Source passage below:

5.4 Starting the liquid injection

The liquid particles are added in Two-Way coupling, using the FIMUR atomiser described in Section 3.2. Starting directly with a full coupling leads to fast divergence, due to the large source terms in the dense region. Especially two source terms are in cause.

The first one is the momentum source term. In this case, the calculation states that there is a cell with negative density or negative pressure in the near region of the atomiser. Due to the transfer of momentum, the gas is highly accelerated in the first cells of the mesh and might end up empty of gas. This is actually one of the drawbacks of the FIMUR model: the CFD code does not take into account the separate phase flow in the vicinity of the atomiser.

The second source term causing divergence is the energy exchange. This can be explained by the coupling mechanism. Each time step is divided into two sub-steps for each solver. First, the Charme solver processes the gas phase based on the previous time step solution. At the end of this sub-step, each cell possesses a determined amount of energy in form of heat. Then the Sparte solver moves the particles inside the gas and calculates the new source terms to send to the gas solver. Especially, if the gas temperature in a cell is higher than the temperature of the particles that it contains, heat is transferred from the cell to the particles. However, each particle absorbs an amount of heat as if it was alone inside the cell, while the gas of the cell is not refreshed and keeps its heat until the end of the time step. Indeed, the coupling does not take into account interactions between particles, whatever their proximity, and the evaporation model considers the droplets as isolated (Section 2.3). Also, note that the particles are located with their center of gravity, without consideration of their spatial extend: a droplet astride several cells only produces source terms in one of them. As a result, in the case of high evaporation rate of a dense spray, more heat is absorbed by the particles than available inside the cell, causing its absolute temperature to become negative. Since such a behaviour is not physical, the calculation stops.

End of Source passage.
Information below:

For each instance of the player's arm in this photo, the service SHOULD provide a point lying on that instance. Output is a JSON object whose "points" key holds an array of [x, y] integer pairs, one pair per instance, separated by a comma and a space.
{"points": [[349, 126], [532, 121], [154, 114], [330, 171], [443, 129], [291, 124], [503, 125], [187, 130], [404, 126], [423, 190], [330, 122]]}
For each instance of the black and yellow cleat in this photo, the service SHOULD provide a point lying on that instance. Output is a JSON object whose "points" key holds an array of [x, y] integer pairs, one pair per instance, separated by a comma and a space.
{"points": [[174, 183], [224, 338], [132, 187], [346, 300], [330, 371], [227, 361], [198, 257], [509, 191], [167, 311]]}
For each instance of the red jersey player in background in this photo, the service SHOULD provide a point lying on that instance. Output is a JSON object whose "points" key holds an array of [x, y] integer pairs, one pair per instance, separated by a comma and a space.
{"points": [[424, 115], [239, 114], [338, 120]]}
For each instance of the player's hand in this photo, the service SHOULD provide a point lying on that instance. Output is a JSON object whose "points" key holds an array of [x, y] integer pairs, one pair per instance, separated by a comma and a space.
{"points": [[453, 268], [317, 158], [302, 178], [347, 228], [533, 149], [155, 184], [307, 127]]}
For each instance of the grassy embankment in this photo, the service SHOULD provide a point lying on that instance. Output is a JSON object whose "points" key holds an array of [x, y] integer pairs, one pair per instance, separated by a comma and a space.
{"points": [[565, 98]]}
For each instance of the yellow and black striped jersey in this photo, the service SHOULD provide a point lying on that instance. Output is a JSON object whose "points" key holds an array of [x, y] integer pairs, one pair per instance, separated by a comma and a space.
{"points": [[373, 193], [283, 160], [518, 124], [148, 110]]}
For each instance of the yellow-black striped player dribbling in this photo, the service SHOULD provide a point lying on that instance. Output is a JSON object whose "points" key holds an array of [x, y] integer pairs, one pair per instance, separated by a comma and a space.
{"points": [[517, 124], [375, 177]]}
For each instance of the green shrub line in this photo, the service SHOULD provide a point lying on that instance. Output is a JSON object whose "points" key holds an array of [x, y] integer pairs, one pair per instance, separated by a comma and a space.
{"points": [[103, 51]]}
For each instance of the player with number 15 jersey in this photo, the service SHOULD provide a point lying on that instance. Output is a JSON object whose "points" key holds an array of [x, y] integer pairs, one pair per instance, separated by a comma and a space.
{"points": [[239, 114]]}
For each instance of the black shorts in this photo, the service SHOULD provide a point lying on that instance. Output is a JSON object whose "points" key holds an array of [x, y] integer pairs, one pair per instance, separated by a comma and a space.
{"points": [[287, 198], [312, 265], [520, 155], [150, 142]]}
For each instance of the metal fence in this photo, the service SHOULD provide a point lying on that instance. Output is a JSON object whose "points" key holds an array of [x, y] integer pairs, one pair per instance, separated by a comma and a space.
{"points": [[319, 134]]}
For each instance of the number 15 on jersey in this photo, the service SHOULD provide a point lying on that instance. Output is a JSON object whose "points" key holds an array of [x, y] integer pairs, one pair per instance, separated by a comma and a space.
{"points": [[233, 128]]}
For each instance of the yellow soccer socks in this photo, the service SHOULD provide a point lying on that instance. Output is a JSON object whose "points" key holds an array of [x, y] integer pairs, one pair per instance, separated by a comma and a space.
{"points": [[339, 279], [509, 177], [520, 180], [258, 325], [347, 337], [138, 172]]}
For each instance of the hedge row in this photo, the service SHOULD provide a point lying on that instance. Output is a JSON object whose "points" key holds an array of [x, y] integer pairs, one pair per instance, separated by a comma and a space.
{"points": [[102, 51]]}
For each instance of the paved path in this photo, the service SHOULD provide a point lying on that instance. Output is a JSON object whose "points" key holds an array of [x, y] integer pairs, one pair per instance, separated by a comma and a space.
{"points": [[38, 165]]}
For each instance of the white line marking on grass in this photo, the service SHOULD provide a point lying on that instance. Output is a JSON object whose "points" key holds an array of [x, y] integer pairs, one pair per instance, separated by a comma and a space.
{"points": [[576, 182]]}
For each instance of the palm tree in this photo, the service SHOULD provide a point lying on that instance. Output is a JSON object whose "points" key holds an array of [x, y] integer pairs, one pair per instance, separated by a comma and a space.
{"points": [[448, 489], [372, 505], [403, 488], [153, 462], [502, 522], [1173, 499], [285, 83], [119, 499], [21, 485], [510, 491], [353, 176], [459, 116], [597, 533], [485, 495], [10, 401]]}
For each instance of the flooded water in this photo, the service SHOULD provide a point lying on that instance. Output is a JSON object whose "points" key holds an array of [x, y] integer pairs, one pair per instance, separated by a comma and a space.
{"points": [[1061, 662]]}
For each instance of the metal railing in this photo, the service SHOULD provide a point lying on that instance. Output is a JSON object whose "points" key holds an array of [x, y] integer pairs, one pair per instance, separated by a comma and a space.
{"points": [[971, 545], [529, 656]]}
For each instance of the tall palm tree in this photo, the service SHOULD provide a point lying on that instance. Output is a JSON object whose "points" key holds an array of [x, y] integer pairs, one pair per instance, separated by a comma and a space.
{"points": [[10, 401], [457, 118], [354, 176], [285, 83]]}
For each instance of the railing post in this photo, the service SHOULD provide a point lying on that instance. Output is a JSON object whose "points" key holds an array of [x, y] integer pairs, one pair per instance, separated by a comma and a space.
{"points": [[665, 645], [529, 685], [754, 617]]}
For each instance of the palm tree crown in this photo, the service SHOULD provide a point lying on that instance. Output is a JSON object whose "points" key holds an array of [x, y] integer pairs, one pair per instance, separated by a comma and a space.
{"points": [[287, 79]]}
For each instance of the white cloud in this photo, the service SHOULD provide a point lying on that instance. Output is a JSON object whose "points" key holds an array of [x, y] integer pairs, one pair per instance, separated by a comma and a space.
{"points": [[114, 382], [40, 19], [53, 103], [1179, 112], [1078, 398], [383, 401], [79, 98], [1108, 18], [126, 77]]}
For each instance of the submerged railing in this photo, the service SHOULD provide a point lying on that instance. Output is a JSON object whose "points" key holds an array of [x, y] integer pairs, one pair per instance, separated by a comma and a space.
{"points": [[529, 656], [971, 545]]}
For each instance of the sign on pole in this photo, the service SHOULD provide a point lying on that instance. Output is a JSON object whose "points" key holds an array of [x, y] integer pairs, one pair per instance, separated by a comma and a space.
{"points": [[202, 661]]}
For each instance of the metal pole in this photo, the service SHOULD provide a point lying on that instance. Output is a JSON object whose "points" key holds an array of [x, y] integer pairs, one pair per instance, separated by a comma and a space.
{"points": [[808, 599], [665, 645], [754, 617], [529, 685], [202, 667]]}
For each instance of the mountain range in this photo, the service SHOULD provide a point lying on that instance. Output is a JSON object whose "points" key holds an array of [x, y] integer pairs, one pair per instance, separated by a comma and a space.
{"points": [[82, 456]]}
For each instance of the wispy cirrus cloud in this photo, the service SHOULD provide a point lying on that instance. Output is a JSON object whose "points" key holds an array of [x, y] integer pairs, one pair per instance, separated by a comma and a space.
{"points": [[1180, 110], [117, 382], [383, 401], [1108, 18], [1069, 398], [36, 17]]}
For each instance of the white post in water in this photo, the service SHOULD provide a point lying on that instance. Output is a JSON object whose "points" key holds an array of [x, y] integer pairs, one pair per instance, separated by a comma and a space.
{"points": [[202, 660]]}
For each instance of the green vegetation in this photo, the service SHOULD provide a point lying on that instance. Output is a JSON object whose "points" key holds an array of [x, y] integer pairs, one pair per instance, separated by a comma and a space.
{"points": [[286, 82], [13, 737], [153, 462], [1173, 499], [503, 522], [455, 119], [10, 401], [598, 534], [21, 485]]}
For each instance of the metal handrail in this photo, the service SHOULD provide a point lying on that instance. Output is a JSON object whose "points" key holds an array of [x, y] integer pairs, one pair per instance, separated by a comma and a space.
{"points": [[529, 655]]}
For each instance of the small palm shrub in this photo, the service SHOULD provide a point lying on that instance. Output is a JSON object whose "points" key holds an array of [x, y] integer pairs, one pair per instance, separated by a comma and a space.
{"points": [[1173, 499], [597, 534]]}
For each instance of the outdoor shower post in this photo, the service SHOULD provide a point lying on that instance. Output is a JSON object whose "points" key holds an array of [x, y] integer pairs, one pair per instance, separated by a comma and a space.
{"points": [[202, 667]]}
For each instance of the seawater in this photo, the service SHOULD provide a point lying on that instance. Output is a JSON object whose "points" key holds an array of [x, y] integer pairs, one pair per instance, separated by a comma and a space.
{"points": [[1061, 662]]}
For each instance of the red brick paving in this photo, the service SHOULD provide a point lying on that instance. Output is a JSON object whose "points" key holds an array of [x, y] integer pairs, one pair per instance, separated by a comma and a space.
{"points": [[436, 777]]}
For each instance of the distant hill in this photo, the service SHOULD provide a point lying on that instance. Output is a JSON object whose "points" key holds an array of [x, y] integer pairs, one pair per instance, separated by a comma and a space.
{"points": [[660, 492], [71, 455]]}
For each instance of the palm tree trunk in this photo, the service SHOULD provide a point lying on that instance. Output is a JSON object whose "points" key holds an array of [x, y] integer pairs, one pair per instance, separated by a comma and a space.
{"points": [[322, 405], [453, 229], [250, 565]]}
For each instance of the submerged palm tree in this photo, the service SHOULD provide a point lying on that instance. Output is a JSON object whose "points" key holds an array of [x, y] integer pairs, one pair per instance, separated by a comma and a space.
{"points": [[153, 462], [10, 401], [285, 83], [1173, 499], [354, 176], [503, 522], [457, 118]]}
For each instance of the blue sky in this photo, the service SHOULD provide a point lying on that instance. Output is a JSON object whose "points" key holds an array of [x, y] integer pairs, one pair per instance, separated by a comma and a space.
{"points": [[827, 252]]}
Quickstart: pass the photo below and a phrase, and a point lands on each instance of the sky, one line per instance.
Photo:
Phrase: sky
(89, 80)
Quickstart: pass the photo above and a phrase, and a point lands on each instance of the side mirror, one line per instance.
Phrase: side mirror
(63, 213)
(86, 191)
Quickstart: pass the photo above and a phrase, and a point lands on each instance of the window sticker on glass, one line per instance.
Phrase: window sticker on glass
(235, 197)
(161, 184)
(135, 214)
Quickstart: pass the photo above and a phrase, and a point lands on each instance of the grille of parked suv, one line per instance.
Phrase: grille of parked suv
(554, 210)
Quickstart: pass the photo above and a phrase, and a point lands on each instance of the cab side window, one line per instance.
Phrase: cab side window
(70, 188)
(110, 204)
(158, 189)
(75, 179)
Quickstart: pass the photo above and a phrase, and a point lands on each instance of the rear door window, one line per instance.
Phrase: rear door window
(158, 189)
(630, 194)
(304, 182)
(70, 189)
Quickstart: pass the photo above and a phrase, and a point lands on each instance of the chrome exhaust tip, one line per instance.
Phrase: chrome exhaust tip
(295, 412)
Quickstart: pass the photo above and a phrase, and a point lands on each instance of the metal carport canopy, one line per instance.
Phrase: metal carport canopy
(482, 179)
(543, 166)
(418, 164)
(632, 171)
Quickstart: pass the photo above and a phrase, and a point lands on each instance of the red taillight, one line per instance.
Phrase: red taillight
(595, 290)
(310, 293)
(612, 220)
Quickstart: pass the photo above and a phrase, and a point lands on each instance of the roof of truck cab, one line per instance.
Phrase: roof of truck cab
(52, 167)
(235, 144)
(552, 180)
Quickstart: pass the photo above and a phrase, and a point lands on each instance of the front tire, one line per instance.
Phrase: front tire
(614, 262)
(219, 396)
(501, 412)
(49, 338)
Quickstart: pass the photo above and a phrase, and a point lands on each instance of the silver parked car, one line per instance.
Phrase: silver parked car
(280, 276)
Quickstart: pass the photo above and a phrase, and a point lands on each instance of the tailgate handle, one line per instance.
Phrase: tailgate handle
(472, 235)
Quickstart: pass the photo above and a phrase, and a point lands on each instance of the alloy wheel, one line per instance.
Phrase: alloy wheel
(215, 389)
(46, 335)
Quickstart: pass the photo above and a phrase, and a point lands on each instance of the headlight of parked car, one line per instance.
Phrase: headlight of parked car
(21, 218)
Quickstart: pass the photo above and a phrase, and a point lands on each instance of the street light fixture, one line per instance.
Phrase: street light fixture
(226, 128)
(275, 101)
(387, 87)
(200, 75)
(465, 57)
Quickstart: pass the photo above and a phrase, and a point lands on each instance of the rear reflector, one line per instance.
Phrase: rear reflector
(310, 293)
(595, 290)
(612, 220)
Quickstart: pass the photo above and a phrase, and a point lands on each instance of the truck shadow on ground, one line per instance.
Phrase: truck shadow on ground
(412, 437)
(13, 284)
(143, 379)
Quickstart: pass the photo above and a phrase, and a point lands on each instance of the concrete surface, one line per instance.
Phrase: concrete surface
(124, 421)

End of Information.

▸ **Task description**:
Write the next part of the passage on starting the liquid injection, beginning right after its last sentence. The entries have nothing to do with this.

▸ **Reply to the exercise**:
Three approaches were considered to solve this issue. The first one consists in using larger cells, and thereby reducing the accuracy of the simulation, so that each cell contains more gas and thus more heat to exchange for a given time step. The coupling actually works fine on a coarser grid, as it has been demonstrated with the FIMUR test cases (Chapter 4), but in the long run the objectives are to obtain a good representation of the flow inside the combustion chamber, so the cells will have to be kept fine. Besides, having coarse cells close to the injector and fine elsewhere affects the grid quality as well as the accuracy of the flow field in the pre-chamber.

The time step can also be reduced to let the evaporation occurs more progressively. The time step was therefore set to 10−7s, because reducing further the time step increases harshly the computation time.

The last method consists in reducing the influence of the particles on the gas by reducing the relaxation parameter. This parameter needs then to be progressively increased as the flow field converges towards its steady solution. To get the energy issue corrected and the simulation run, the relaxation parameter had to be reduced below 5% on the whole grid, in a first phase. To that, a mask in the vicinity of the atomiser was added. This mask allows to choose a different relaxation parameter inside a rectangular area, but only one can be defined and its limits are sharp, leading to a jump in the relaxation parameter value. In the current cases, it was set below 0.1%, i.e. almost One-Way coupling, to hide the atomisation process region.